SOURCE INFORMATION
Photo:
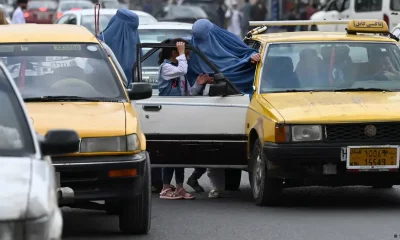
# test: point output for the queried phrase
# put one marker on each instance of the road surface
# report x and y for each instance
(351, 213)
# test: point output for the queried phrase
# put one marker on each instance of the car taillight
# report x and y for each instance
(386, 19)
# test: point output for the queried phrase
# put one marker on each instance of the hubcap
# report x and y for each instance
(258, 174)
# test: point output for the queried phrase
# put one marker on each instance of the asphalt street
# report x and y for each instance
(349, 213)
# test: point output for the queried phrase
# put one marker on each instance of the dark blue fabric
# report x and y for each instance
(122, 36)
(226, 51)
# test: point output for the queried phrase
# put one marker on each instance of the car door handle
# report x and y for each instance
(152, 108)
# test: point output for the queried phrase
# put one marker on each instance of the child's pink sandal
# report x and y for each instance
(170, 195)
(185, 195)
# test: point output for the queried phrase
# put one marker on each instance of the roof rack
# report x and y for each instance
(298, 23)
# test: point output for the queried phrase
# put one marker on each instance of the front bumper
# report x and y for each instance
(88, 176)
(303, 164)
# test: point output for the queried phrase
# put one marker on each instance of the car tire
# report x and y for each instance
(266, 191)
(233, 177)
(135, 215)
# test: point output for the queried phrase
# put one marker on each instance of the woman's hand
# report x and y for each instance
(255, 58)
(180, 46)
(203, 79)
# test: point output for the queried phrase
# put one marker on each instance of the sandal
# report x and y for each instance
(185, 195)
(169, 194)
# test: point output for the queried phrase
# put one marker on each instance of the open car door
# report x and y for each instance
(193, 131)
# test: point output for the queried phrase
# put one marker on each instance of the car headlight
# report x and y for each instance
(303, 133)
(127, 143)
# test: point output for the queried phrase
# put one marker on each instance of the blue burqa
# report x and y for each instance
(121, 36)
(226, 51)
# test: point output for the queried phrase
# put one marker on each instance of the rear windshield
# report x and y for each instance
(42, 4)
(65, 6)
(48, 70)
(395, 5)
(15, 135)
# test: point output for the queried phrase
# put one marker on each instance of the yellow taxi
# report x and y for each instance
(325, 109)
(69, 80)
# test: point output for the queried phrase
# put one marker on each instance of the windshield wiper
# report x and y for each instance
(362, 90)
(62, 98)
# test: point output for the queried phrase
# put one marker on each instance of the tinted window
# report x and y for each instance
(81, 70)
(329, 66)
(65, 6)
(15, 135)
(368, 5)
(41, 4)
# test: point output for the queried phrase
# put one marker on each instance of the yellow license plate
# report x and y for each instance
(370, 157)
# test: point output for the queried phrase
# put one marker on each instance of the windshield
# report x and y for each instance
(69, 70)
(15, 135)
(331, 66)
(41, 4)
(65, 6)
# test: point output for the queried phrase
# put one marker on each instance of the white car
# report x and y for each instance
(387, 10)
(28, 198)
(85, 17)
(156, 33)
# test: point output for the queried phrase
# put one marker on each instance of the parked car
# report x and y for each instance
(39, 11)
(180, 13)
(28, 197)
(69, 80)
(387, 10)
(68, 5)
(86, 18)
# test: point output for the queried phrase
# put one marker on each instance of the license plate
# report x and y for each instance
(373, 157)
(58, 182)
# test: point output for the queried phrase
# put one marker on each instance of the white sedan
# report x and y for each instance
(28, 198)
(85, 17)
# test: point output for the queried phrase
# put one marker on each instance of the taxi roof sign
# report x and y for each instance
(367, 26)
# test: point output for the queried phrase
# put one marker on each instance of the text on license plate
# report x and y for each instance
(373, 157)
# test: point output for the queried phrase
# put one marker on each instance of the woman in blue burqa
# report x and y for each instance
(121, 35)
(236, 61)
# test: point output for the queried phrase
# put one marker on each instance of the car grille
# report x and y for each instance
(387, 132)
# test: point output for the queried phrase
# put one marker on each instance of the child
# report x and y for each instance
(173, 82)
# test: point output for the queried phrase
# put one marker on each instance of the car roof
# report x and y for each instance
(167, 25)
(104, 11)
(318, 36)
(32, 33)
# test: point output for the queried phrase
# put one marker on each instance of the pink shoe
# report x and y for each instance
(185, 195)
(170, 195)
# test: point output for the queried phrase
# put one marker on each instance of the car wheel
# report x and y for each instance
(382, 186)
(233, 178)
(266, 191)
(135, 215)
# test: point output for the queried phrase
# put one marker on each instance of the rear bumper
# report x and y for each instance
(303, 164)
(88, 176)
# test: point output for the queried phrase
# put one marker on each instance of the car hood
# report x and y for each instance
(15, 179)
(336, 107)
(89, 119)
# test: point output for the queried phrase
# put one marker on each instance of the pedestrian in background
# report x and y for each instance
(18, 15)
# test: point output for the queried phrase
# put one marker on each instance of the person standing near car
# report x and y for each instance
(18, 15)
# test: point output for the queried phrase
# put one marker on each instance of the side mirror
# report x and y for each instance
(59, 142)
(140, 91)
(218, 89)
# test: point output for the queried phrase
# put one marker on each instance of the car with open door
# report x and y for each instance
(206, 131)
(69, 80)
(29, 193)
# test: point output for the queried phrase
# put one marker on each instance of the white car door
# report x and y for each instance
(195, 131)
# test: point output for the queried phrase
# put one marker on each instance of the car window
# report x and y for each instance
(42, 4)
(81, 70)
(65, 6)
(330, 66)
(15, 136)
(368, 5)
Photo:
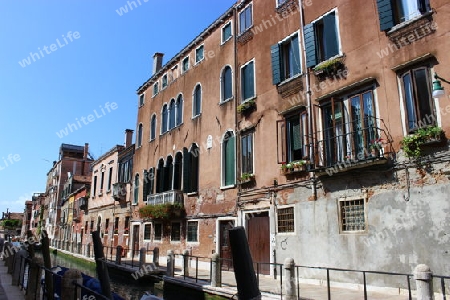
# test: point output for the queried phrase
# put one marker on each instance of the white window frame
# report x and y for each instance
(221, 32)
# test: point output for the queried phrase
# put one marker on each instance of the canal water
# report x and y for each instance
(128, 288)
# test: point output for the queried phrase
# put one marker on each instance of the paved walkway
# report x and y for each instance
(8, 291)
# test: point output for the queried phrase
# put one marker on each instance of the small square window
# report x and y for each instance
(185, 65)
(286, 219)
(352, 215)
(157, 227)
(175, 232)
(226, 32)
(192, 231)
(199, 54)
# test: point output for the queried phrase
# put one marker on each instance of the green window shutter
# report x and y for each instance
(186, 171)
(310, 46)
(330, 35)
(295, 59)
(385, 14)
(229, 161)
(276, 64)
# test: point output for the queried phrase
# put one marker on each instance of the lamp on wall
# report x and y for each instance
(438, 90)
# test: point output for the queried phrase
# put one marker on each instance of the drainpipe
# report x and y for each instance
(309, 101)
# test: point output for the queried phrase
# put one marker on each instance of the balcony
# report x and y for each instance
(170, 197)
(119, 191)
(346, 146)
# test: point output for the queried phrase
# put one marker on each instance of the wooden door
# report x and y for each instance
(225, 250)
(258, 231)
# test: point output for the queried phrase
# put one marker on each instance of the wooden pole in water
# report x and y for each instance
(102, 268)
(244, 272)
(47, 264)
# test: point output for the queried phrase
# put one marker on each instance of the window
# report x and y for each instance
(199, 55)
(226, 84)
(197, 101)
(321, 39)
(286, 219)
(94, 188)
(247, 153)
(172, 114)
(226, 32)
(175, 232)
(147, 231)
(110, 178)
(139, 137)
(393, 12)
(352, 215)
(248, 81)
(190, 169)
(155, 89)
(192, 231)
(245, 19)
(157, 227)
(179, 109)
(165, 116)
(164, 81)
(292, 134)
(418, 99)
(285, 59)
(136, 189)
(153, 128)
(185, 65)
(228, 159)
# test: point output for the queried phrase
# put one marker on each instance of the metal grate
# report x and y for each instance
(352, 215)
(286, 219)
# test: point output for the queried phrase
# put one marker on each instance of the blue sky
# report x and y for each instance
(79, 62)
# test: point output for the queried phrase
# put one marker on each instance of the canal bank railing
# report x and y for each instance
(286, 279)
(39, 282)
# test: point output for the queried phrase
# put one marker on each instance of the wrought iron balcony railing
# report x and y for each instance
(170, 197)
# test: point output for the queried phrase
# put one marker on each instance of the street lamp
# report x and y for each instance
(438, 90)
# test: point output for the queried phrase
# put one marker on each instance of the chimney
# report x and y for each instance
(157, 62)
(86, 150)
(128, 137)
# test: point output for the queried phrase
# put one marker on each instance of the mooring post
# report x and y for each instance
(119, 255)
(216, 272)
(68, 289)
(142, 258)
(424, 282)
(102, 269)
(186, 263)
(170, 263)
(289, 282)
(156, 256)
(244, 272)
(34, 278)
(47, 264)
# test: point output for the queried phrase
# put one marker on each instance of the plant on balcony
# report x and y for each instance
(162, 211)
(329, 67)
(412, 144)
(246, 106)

YOUR INSTRUCTIONS
Retype exactly the lines of the data above that fall between the line with "# put one marker on each instance of the text" and the line with "# put one marker on each instance of the car grille", inclusive, and add nothing.

RESULT FOR THIS EXERCISE
# put one marker on each instance of the text on license plate
# report x and y for each instance
(373, 157)
# test: point output for the queried phrase
# put one marker on each instance of the woman in blue burqa
# report x and y for each instance
(121, 35)
(236, 61)
# test: point output for the queried phrase
# put one marker on each instance of the car grille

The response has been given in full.